• Excerpts from a dataset:
● ● ●
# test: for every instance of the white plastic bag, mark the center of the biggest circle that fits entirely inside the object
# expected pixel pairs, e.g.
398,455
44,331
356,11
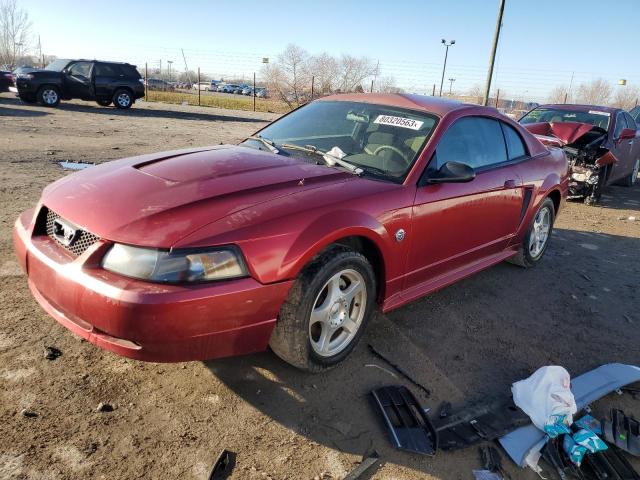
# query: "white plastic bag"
546,396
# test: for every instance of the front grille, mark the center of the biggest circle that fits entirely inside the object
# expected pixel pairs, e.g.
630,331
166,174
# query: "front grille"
79,245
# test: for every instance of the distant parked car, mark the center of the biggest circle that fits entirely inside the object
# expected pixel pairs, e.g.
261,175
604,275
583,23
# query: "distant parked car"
203,86
230,88
158,84
103,82
602,145
6,81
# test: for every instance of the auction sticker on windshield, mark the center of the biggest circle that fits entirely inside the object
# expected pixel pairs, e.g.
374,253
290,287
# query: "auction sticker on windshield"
399,122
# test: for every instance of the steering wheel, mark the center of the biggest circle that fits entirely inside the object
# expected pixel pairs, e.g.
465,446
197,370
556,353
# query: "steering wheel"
392,148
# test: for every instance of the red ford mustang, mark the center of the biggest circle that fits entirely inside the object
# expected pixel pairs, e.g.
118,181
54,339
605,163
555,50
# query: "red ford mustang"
292,238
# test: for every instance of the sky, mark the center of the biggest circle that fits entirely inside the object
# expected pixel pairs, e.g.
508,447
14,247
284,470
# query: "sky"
543,44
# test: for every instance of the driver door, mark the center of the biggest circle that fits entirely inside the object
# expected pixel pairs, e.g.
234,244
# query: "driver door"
77,80
459,225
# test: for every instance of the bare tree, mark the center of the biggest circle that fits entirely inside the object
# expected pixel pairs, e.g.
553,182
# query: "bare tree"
289,76
559,94
15,31
626,97
353,70
326,70
596,92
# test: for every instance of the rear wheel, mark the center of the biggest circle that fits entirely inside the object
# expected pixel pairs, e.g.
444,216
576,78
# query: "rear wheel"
631,180
48,96
122,99
326,311
537,238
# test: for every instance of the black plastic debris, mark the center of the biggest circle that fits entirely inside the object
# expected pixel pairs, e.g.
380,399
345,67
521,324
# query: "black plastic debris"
409,427
104,407
368,462
223,466
623,432
398,369
472,426
51,353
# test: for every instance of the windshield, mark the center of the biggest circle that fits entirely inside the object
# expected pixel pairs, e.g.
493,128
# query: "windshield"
57,65
379,139
594,117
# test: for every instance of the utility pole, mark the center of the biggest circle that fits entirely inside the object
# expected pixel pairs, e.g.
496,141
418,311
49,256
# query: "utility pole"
186,69
446,53
494,48
570,87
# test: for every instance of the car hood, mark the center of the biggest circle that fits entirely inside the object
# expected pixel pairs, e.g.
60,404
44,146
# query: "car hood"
155,200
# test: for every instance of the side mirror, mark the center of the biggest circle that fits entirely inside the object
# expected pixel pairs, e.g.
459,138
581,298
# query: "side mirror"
452,172
627,133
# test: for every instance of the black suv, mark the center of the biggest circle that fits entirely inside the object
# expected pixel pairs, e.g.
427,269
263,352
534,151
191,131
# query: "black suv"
104,82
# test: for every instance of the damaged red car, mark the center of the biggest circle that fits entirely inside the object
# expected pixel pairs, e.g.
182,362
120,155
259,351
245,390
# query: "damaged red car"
292,238
601,144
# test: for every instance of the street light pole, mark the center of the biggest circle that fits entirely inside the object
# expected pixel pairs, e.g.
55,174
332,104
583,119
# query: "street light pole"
492,58
446,53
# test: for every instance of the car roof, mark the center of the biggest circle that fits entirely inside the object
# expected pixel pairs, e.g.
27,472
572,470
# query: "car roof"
579,108
435,105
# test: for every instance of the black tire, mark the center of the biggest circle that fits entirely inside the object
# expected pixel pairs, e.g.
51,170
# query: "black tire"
524,258
122,99
291,339
27,99
631,180
48,96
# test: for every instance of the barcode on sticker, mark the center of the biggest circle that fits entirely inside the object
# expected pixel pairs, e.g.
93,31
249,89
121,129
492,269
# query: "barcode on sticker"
399,122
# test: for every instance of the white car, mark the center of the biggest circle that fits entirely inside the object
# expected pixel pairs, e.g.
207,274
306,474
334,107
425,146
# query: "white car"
205,86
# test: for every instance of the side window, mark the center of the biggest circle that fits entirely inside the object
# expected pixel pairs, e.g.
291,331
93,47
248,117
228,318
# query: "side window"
● ● ●
• Prompt:
Return every line above in which the string "window" occurs.

• Final answer:
# test: for every instance of the side window, mark the center of the biggest circle that fits entirely inside the object
# query: "side window"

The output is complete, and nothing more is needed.